**Trecho fornecido**

* * * * * * * * *

Ahmad Serieh - Antes que o Estado Islâmico dominasse o norte do país, havia pequenas ações simples de saques para tráfico de obras. Quando eles passaram a controlar Raqqa e Deir ez Zor, região onde fica a maioria dos sítios arqueológicos, os responsáveis precisaram abandonar os locais. E as ações da milícia incluem pilhagem de obras e escavações clandestinas.
É possível calcular as perdas?
Não se sabe o que está acontecendo nessa região dominada pelo EI. O restante está bem preservado. As populações locais é que cuidam dos sítios arqueológicos.
Como tentar preservar as obras em risco?
A Síria fechou os museus em 2011. Ao menos 90% do patrimônio arqueológico no interior dos museus sírios está bem preservado. As obras mais valiosas foram conservadas em local seguro, em Damasco. Outra ação é em sítios arqueológicos que estão próximos a uma região de guerra. Imagine que tenha sido descoberto um palácio em uma escavação. É possível protegê-lo devolvendo a terra para cobri-lo novamente.

* * * * * * * * *

**Exercício proposto 1**
Diga se cada afirmação abaixo está de acordo com o trecho fornecido, respondendo sim ou não e citando literalmente as palavras do trecho que decidem a questão. (a) Os museus da Síria foram fechados em 2011. (b) As obras mais valiosas foram levadas para fora da Síria. (c) Os sítios arqueológicos fora da região dominada pelo EI são cuidados por órgãos estrangeiros.

* * * * * * * * *

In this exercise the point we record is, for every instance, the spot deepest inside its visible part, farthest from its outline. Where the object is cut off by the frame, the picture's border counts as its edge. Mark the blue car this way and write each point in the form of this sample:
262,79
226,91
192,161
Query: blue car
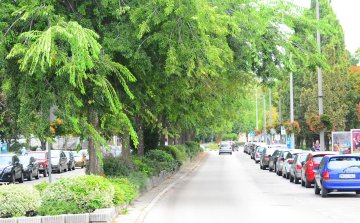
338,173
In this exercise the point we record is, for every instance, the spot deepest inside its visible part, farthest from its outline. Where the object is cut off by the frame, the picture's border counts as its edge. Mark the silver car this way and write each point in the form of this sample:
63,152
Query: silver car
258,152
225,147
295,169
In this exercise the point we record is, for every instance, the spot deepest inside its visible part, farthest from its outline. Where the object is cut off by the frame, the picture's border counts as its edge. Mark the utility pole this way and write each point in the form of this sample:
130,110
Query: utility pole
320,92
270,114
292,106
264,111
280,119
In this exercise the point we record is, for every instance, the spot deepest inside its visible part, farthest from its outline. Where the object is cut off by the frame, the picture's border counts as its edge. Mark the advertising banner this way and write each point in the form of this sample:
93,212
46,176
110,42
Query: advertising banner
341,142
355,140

* * * * * * * * *

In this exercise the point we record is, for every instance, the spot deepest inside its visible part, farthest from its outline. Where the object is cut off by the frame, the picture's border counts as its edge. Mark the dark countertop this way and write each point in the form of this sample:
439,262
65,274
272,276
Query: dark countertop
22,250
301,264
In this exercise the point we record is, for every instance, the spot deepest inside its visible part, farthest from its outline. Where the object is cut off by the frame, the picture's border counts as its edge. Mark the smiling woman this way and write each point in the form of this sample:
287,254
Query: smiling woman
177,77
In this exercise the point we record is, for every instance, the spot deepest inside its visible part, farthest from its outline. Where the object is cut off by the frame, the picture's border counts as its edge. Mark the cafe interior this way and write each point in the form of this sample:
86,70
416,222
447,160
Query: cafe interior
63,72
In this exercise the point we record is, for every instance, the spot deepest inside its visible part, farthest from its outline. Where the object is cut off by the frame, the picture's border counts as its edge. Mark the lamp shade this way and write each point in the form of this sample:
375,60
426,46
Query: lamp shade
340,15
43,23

* * * * * * * * *

**Exercício proposto 2**
Selecione todas as linhas das entradas que contêm a palavra "Query".

**Solução completa 1**
(a) Sim: "A Síria fechou os museus em 2011."
(b) Não: "As obras mais valiosas foram conservadas em local seguro, em Damasco."
(c) Não: "As populações locais é que cuidam dos sítios arqueológicos."

**Solução completa 2**
Query: blue car
Query: silver car
Query: utility pole
Query: advertising banner
Query: dark countertop
Query: smiling woman
Query: cafe interior
Query: lamp shade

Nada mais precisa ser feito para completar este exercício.